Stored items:

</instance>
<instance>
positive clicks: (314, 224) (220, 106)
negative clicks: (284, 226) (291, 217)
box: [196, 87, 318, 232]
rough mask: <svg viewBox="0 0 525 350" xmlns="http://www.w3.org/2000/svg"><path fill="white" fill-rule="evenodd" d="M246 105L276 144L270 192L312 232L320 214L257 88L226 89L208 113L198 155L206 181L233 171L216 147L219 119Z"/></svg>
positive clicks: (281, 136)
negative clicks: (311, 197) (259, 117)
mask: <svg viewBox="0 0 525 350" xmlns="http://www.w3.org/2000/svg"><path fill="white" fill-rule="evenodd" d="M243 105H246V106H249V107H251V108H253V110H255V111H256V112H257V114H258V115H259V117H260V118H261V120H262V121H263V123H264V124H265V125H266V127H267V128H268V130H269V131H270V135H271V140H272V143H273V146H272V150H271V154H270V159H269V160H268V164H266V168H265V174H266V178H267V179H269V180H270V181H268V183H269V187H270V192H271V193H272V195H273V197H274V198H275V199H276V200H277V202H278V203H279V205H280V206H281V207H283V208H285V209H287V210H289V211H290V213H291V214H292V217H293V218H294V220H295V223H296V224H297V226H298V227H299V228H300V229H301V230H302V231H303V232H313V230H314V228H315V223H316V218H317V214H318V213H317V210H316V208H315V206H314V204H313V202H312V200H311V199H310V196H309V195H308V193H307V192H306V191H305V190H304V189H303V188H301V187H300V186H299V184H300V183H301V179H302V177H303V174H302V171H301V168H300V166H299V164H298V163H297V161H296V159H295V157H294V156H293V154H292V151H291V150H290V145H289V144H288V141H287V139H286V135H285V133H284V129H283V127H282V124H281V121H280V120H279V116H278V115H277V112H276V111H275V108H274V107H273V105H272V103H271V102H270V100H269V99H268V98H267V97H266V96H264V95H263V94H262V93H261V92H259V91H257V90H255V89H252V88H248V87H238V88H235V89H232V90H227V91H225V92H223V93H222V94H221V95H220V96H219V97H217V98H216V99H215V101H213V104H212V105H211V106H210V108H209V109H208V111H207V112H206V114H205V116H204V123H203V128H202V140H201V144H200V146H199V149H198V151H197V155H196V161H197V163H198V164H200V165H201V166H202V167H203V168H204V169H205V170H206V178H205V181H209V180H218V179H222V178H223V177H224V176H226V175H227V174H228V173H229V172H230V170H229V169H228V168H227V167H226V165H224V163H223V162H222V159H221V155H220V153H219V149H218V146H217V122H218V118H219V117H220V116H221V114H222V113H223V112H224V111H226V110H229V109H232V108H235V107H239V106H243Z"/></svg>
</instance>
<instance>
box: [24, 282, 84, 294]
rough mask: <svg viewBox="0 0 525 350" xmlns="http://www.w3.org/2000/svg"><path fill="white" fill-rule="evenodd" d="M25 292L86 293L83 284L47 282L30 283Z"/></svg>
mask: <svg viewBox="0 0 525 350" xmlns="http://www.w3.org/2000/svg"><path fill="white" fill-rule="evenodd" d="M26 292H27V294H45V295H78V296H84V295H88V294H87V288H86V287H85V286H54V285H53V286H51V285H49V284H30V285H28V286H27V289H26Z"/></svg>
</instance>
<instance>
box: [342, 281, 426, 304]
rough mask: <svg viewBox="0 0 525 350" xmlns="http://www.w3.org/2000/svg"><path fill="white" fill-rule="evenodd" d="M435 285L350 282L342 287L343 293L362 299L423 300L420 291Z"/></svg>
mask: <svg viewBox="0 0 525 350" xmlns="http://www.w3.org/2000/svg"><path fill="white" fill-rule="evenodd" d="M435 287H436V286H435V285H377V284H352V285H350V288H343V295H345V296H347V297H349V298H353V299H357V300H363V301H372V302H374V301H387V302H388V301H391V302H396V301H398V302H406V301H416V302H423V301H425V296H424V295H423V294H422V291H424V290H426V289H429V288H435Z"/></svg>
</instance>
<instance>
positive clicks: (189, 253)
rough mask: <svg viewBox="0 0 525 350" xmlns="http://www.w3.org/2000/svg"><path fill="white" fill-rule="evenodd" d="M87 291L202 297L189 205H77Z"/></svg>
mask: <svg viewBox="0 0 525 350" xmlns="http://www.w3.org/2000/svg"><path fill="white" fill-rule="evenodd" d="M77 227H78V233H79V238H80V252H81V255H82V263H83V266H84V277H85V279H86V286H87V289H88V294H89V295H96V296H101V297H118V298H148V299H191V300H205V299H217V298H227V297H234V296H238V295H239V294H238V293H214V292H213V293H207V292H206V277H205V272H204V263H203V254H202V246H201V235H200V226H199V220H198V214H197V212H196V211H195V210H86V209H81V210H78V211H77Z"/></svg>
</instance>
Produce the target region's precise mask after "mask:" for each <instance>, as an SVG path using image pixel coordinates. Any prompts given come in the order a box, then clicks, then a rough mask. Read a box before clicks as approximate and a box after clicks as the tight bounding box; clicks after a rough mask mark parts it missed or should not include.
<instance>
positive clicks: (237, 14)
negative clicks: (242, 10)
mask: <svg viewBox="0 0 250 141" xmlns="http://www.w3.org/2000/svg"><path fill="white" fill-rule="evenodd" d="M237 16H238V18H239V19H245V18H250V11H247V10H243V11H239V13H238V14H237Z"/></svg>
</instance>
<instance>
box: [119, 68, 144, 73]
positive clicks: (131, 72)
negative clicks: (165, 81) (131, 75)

Exercise directions:
Copy out only the lines running from the beginning of the data to the line with "box: [196, 87, 318, 232]", both ends included.

Task response:
</instance>
<instance>
positive clicks: (314, 224) (220, 106)
negative clicks: (284, 226) (291, 217)
box: [196, 87, 318, 232]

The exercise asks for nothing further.